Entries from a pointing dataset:
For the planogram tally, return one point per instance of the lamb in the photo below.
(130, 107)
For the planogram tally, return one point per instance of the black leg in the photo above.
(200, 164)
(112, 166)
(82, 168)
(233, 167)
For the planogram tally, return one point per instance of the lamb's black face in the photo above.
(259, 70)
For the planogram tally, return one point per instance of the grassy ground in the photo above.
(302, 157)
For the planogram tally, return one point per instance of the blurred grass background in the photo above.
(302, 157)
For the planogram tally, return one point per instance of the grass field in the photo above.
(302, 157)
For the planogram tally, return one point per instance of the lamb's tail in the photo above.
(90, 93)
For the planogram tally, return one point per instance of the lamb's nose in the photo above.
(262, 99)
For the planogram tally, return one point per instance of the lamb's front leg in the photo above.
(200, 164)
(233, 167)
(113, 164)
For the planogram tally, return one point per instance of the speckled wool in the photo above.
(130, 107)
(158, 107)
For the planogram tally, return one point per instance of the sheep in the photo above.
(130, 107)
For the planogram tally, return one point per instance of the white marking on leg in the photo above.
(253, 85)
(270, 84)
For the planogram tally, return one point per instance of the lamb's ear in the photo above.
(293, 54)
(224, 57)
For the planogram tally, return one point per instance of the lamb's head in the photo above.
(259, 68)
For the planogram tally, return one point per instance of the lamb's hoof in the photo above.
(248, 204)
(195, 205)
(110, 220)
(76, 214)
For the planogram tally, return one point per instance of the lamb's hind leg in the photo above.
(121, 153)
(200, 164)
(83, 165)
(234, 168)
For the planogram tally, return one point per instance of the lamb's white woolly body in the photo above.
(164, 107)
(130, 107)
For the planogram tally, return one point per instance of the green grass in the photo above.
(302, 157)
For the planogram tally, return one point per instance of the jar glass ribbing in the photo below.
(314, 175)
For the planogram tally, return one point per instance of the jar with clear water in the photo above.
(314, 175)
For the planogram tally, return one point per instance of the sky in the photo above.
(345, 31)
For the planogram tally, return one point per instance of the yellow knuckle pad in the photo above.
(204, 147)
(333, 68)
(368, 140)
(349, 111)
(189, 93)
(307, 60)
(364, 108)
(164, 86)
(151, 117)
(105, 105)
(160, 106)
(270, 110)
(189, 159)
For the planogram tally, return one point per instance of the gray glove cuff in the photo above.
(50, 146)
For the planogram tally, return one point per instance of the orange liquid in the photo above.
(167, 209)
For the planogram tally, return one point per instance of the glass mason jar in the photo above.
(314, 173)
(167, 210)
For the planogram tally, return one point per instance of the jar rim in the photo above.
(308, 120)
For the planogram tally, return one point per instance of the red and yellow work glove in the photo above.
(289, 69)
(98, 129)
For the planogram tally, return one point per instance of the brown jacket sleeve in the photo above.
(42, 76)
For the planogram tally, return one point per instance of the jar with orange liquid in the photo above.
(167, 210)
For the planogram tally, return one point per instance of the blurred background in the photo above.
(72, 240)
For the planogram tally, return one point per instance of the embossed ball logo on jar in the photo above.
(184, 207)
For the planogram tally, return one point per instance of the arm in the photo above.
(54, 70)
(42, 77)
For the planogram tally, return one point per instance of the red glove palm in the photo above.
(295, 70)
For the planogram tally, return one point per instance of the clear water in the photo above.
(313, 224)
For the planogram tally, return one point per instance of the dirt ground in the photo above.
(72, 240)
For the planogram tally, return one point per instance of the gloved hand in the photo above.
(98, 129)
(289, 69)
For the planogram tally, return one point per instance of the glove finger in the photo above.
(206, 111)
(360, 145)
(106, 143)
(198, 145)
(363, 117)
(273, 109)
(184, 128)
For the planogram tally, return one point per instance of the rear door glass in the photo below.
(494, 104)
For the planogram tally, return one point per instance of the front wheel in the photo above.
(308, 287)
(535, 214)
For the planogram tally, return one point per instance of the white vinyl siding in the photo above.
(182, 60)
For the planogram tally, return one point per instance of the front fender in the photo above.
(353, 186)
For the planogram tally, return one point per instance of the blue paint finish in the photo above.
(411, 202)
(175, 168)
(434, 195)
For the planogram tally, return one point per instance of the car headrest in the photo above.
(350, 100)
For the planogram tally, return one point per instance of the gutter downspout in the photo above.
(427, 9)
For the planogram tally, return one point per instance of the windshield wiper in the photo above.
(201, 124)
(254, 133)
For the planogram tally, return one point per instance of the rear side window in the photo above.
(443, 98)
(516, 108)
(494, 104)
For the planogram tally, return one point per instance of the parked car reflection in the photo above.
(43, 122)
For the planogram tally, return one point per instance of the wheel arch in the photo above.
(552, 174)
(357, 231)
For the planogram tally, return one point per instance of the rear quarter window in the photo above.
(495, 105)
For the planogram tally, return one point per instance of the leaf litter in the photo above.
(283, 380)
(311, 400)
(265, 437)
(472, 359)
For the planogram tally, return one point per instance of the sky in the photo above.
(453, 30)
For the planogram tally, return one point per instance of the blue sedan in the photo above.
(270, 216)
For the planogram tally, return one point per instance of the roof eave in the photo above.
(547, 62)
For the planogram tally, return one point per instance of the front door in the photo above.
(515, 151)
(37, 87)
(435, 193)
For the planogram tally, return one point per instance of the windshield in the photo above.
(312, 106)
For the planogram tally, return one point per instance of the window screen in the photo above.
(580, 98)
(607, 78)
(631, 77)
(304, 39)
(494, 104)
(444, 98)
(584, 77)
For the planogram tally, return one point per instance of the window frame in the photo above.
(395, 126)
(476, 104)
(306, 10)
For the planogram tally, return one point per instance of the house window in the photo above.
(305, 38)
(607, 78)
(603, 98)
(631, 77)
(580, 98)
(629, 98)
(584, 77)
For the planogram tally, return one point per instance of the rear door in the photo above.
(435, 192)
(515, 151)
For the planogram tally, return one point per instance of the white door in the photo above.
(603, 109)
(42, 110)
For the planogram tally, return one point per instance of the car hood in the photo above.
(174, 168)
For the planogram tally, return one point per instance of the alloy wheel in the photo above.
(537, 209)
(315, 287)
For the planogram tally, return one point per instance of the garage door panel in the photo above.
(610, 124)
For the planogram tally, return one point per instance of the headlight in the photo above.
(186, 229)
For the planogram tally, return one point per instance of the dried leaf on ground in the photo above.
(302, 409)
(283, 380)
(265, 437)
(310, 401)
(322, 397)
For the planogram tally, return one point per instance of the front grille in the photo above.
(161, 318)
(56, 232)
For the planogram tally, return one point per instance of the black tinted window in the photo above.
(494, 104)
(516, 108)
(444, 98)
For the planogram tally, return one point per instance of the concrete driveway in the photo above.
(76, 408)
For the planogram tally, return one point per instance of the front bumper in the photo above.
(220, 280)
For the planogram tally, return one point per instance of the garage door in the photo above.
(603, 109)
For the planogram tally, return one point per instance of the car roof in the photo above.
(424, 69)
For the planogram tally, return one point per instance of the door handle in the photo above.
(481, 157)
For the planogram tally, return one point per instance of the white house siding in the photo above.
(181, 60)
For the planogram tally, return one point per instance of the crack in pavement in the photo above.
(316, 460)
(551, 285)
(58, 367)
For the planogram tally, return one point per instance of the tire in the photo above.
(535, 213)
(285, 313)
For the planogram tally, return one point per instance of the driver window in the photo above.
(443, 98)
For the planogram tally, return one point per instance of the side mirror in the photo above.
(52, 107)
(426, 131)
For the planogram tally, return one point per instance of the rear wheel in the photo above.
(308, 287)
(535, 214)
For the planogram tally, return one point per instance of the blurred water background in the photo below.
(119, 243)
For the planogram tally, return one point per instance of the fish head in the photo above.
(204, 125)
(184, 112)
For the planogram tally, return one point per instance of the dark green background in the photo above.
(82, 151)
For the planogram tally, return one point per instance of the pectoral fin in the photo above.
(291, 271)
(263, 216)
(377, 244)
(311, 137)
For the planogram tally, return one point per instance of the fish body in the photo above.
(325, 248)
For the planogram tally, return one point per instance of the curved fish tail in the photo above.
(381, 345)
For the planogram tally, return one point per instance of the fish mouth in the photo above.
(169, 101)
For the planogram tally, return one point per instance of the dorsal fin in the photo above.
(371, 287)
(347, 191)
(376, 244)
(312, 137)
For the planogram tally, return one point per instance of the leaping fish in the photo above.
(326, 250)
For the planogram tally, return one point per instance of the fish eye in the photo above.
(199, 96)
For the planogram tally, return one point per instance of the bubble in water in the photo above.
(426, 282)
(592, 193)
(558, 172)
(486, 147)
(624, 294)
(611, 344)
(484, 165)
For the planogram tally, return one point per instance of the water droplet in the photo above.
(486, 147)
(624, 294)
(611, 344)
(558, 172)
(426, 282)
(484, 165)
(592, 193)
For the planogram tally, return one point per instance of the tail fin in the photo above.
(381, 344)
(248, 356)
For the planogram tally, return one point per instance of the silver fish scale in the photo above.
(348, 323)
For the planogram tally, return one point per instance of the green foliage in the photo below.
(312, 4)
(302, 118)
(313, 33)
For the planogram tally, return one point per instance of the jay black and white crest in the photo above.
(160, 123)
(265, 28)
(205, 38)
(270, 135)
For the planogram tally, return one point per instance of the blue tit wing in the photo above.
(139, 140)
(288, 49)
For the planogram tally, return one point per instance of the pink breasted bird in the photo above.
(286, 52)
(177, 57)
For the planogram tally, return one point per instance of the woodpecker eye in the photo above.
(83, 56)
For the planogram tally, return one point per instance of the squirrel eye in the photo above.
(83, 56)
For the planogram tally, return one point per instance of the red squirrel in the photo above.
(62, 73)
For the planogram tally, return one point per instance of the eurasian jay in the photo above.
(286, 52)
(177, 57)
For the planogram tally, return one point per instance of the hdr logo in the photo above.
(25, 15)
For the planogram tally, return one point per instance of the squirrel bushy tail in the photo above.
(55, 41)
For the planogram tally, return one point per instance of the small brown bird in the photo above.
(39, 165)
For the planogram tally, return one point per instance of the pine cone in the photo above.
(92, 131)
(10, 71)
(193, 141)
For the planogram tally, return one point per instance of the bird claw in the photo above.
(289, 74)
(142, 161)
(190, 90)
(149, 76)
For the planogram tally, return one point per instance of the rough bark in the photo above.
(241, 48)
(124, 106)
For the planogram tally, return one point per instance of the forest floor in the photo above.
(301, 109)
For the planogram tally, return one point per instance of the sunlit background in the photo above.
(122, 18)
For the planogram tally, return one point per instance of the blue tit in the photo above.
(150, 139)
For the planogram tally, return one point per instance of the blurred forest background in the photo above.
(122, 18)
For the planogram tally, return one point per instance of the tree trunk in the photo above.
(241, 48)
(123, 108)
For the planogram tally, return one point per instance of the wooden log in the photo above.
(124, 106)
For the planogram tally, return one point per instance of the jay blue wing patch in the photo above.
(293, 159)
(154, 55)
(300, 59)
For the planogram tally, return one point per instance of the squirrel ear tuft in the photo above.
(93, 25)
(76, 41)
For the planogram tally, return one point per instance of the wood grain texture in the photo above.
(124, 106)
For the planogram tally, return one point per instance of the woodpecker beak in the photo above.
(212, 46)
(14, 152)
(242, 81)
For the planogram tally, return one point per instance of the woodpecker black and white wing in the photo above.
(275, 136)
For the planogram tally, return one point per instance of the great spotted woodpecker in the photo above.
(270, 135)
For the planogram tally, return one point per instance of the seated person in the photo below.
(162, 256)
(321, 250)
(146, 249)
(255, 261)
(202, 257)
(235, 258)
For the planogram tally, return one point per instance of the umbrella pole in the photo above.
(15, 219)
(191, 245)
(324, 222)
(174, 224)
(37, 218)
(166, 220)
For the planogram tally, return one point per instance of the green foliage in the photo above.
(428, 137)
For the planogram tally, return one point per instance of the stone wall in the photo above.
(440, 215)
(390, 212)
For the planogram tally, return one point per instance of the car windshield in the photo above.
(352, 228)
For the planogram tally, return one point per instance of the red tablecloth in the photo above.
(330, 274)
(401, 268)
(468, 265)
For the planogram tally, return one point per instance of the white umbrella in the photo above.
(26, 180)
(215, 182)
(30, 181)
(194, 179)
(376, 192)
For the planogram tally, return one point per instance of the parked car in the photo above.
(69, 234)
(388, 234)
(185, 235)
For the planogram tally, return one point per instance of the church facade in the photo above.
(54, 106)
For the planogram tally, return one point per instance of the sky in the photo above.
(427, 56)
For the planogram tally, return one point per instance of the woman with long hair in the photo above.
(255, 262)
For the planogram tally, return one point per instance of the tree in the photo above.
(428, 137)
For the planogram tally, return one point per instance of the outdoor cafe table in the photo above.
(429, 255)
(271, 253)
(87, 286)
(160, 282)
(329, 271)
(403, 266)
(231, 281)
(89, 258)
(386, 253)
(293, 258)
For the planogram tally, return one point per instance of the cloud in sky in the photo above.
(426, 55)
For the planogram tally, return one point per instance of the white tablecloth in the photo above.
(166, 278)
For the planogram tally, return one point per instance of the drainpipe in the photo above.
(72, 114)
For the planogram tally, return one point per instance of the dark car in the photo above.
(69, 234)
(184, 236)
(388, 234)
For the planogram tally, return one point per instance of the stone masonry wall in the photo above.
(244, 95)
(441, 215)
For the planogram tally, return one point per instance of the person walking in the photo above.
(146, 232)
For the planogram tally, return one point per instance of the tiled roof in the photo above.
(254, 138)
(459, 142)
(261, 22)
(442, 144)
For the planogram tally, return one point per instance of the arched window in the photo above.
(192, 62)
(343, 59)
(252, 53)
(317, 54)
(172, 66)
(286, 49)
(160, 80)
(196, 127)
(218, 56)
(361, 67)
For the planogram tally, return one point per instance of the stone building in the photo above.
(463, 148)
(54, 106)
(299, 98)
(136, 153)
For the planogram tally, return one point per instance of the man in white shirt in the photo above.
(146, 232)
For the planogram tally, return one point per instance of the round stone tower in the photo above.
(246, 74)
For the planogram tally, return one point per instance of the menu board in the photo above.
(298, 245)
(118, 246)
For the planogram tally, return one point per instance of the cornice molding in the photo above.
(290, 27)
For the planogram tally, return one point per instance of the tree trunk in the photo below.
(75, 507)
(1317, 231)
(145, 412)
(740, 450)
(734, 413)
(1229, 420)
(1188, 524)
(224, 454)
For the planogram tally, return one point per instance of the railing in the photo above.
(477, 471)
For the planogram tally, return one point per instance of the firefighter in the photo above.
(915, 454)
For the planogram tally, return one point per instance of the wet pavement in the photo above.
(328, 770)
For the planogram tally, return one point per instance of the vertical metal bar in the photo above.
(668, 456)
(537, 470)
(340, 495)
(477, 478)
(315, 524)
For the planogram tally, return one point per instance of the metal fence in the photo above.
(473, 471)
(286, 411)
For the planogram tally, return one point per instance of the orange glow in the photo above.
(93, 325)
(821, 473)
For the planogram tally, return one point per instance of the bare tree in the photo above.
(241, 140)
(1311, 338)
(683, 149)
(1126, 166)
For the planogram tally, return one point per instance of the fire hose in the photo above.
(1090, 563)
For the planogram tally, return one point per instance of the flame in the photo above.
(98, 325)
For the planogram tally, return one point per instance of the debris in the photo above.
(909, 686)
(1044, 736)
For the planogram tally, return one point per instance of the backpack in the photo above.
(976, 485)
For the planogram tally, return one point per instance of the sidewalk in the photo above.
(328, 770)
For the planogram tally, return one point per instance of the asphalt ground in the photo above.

**DIRECTIONS FOR THIS TASK:**
Give back exactly the lines from the line holding "trunk in the photo below." through the last line of the listing, including both.

**TASK OUTPUT:**
For the planogram tally, return one point per instance of the tree trunk in the photo below.
(75, 507)
(1317, 231)
(145, 412)
(740, 450)
(734, 413)
(1229, 420)
(1188, 524)
(224, 454)
For the planogram tally, return one point per instance of the railing in the photo above.
(477, 471)
For the planogram tally, return one point per instance of the firefighter in the photo above.
(915, 454)
For the planogram tally, return one point per instance of the wet pavement in the photo above.
(328, 770)
For the planogram tally, return one point per instance of the vertical metal bar in the photo above.
(668, 456)
(537, 470)
(340, 495)
(477, 478)
(315, 524)
For the planogram tally, return one point per instance of the metal fence in the photo above.
(473, 471)
(286, 411)
For the planogram tally, return one point per instance of the orange glow in the photo above.
(93, 325)
(821, 473)
For the planogram tally, return one point per instance of the bare tree in the photo above.
(241, 140)
(1311, 338)
(683, 149)
(1126, 166)
For the planogram tally, return one point per instance of the fire hose in the photo above.
(1090, 563)
For the planogram tally, return one point per instance of the flame in the photo above.
(98, 325)
For the planogram tally, return one point per instance of the debris in the photo above.
(909, 686)
(1044, 736)
For the planogram tally, return one point per instance of the backpack in the photo above.
(976, 485)
For the planogram tally, return one point per instance of the sidewalk in the photo above.
(328, 770)
For the planogram tally, return one point per instance of the asphalt ground in the photo above.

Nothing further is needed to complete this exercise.